1. Downloads the m3u8 manifest file
2. Parses it using a state-machine parser (not regex) to extract:
   - Child m3u8 playlists (variant streams, audio tracks)
   - Media segments (`.ts`, `.m4s`, `.m4v`, `.mp4`, etc.)
   - Init segments (`#EXT-X-MAP` URIs)
   - Encryption keys (`#EXT-X-KEY` URIs)
3. Recursively processes child playlists
4. Streams all segments directly to GCS (no local buffering of large files)
5. Size-aware skip: existing GCS files are only skipped if their size matches the expected `Content-Length` — zero-byte or partially-uploaded files are re-downloaded

## Exported Functions

| Function | Description |
|----------|-------------|
| `downloadM3u8(storage, url, bucket, localDir, gcsDir, baseUrl?, options?)` | Download a full HLS stream to GCS |
| `streamDownloadToGcp(bucket, url, output, storage?, credsPath?, skip?)` | Stream a single file to GCS |
| `uploadLocalFileToGCS(storage, bucket, src, dest, skip?, retry?)` | Upload a local file to GCS with retry |
| `downloadFile(url, outputPath)` | Download a file to local disk |
| `extractTsUrls(m3u8Content)` | Extract segment URLs (`.ts` + fMP4) from manifest |
| `extractM3u8Urls(m3u8Content)` | Extract child playlist URLs from manifest |
| `extractKeyUrls(m3u8Content)` | Extract encryption key URLs from `#EXT-X-KEY` tags |
| `isValidManifestPath(url)` | Check if a string is a valid file path (not a tag line) |
| `extractBaseUrl(url)` | Get the base URL (everything before the filename) |
| `extractFilename(url)` | Get the filename from a URL (strips query params) |
| `extractParentFolder(url, offset?)` | Get a parent directory name from a URL |
| `createStorageClient(credsPath)` | Create a GCS Storage client from a credentials file |

## Retry & Resilience

- **HTTP downloads**: 5 retries with linear backoff (axios-retry)

○ ○ ○ ○ ○ ○ ○

● What you should do: Copy everything in the HLS downloader passage from "1. Downloads the" down to "of large files)", word for word. The pointing data has no role in any of this.

Pointing records

○ ○ ○ ○ ○ ○ ○

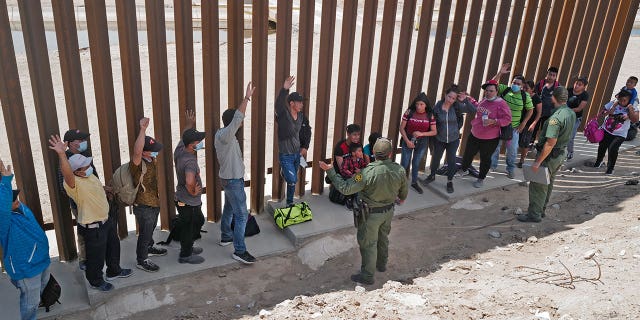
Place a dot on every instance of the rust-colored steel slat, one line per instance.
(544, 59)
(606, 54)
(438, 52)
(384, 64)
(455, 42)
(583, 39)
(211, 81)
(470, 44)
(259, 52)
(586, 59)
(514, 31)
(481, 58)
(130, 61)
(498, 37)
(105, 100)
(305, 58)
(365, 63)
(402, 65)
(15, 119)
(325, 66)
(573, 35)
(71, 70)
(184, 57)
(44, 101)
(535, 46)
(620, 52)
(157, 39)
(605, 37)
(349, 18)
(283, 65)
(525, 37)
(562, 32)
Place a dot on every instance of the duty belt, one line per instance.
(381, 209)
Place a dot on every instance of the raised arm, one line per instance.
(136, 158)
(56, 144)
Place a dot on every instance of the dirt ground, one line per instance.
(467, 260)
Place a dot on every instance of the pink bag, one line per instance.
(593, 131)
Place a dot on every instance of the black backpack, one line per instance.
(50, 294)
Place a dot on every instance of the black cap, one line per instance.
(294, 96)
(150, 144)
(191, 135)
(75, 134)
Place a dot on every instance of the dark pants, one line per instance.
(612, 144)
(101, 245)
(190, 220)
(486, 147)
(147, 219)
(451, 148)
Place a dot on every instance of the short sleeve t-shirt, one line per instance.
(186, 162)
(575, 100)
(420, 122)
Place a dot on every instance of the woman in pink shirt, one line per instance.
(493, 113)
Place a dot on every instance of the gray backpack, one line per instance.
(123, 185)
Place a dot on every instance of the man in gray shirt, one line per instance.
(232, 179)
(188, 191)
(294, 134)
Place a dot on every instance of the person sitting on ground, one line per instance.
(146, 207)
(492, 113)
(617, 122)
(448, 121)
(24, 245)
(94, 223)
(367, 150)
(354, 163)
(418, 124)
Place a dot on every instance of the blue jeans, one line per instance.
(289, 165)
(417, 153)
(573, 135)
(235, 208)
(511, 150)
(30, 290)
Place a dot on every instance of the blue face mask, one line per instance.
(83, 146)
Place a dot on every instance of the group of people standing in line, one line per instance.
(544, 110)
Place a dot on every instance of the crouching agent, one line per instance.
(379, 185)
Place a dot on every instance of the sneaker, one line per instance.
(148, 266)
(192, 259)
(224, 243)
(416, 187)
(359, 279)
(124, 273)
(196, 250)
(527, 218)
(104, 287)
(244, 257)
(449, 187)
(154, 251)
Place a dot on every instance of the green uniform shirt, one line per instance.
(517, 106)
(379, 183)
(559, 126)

○ ○ ○ ○ ○ ○ ○

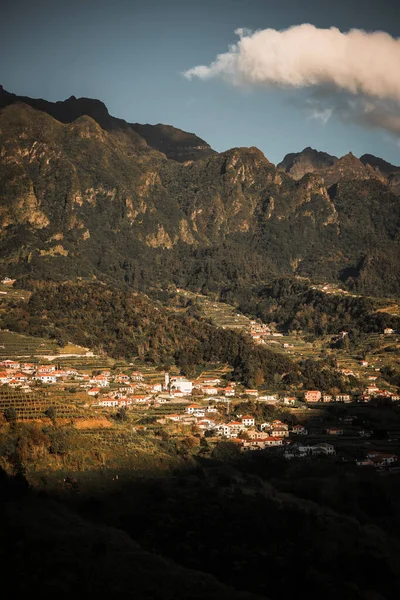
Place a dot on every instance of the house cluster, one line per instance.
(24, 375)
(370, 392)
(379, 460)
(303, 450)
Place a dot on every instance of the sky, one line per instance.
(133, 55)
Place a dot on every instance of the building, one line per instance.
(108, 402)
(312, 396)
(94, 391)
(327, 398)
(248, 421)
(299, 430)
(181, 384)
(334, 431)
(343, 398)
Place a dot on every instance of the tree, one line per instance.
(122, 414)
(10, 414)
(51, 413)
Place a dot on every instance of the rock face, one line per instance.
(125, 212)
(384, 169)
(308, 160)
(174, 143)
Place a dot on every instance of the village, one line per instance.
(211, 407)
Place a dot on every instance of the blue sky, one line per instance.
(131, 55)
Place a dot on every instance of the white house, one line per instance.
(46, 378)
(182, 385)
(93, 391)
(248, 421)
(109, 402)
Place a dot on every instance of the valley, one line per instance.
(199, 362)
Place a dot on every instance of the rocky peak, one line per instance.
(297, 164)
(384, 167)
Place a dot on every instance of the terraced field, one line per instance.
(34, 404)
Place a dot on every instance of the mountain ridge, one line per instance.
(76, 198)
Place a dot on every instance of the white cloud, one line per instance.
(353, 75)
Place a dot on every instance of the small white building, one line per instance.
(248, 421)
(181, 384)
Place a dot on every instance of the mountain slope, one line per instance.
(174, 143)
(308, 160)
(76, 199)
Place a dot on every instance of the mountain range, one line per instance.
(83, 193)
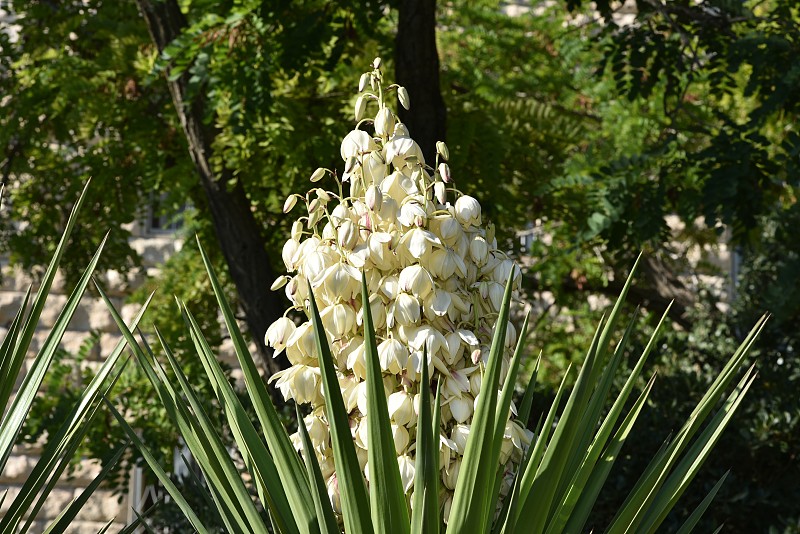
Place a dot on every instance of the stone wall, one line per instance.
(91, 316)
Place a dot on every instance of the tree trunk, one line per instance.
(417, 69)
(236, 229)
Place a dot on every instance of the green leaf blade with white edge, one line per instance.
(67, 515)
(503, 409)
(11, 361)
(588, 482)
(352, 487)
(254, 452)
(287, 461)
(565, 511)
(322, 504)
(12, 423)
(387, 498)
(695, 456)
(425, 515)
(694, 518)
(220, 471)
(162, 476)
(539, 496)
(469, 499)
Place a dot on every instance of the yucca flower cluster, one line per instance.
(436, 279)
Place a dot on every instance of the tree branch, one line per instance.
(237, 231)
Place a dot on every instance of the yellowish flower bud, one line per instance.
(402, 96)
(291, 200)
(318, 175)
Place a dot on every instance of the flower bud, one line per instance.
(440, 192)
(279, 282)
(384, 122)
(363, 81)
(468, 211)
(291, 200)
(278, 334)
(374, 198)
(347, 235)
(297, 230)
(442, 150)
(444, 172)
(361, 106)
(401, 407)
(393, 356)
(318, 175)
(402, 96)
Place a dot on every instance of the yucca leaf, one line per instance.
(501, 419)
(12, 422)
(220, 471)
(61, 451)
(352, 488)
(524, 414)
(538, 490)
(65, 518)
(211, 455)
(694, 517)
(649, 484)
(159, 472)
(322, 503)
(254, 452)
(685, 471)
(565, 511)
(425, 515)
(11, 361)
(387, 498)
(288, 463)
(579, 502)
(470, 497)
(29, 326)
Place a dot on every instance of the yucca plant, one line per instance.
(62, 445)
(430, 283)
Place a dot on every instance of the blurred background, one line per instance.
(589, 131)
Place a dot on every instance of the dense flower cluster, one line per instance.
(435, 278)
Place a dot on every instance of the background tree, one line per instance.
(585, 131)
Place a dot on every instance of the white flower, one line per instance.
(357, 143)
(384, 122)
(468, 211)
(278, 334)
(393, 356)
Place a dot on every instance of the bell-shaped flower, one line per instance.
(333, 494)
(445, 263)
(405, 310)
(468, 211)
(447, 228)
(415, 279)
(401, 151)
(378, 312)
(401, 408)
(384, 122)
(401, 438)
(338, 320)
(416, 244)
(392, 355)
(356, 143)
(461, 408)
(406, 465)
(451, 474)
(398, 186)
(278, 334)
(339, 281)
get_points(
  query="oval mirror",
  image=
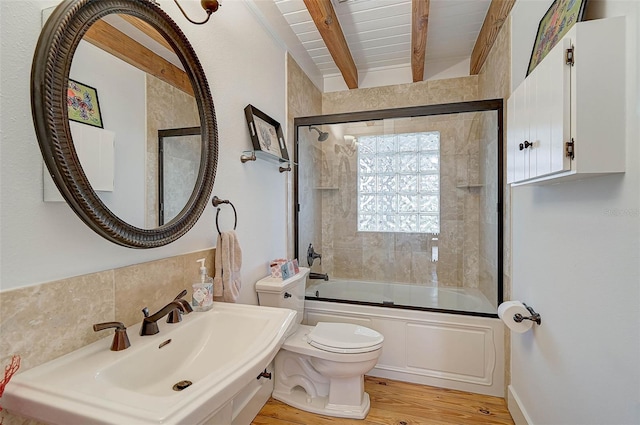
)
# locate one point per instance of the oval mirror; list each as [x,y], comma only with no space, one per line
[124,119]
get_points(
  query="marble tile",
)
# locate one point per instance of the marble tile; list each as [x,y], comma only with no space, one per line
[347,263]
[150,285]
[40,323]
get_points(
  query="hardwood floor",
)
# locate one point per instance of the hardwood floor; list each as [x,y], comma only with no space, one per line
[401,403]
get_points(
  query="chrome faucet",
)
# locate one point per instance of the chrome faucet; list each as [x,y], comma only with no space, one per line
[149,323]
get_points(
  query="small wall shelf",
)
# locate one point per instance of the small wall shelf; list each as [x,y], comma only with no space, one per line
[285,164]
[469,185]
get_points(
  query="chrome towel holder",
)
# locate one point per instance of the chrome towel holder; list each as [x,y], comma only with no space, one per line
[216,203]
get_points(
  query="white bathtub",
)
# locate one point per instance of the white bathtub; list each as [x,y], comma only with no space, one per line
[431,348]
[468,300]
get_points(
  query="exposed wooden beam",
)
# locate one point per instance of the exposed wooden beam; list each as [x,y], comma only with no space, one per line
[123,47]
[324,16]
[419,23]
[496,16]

○ ○ ○ ○ ○ ○ ○

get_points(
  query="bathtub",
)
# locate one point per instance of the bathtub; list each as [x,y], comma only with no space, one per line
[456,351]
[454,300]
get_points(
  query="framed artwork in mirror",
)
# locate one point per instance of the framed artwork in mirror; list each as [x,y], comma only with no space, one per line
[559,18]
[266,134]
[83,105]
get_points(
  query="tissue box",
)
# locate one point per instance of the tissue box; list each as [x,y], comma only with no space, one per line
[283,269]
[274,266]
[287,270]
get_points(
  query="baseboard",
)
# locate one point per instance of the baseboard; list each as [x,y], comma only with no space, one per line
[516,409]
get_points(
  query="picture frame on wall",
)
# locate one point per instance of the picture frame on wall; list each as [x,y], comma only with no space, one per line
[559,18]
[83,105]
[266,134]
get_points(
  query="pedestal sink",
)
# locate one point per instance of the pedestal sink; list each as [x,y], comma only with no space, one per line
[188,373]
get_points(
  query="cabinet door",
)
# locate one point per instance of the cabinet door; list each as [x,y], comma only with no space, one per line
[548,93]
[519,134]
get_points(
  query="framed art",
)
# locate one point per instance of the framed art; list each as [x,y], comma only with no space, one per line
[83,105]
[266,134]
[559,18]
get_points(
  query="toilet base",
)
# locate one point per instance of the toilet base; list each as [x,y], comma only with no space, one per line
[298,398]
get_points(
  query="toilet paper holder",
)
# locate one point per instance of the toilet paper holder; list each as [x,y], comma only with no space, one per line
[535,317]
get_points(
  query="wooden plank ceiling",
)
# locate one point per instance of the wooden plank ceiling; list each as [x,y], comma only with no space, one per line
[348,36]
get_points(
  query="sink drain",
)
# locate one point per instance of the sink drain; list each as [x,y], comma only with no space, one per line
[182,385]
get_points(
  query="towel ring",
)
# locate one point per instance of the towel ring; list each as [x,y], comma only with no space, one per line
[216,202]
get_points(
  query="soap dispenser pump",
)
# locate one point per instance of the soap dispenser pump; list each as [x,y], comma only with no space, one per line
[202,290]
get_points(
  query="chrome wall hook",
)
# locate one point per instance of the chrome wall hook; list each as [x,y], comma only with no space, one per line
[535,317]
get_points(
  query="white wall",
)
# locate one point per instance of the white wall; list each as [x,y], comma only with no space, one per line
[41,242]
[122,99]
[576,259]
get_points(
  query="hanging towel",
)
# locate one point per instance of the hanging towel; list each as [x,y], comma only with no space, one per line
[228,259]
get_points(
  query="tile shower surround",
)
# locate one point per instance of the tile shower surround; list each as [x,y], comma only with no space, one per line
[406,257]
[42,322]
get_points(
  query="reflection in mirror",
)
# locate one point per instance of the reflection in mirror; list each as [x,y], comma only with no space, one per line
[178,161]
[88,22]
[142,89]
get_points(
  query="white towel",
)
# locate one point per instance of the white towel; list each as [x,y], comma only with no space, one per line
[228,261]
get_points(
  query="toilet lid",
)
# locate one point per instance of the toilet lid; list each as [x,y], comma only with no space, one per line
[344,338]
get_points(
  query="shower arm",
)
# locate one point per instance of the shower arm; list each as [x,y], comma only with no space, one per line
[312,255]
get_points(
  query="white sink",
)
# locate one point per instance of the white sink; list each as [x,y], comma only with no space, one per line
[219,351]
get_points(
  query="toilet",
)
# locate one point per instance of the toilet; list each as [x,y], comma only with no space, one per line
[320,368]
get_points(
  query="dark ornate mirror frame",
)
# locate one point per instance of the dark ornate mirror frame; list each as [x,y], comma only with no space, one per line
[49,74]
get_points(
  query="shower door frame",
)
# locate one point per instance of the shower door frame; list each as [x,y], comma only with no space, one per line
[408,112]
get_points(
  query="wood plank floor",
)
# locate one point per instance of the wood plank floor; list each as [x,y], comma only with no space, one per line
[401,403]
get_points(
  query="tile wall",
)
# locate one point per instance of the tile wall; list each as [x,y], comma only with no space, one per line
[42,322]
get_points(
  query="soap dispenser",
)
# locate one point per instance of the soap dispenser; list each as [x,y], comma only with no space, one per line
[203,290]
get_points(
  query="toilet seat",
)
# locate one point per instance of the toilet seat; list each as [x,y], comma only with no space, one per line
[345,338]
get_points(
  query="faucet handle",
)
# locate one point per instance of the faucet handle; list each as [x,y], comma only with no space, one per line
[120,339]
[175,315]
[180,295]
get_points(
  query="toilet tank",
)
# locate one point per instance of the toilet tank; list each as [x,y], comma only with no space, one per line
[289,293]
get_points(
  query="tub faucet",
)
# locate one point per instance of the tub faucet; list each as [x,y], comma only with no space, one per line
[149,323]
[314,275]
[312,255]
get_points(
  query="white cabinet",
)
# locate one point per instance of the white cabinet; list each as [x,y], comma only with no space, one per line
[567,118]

○ ○ ○ ○ ○ ○ ○

● Task solution:
1. Downloads the m3u8 manifest file
2. Parses it using a state-machine parser (not regex) to extract:
   - Child m3u8 playlists (variant streams, audio tracks)
   - Media segments (`.ts`, `.m4s`, `.m4v`, `.mp4`, etc.)
   - Init segments (`#EXT-X-MAP` URIs)
   - Encryption keys (`#EXT-X-KEY` URIs)
3. Recursively processes child playlists
4. Streams all segments directly to GCS (no local buffering of large files)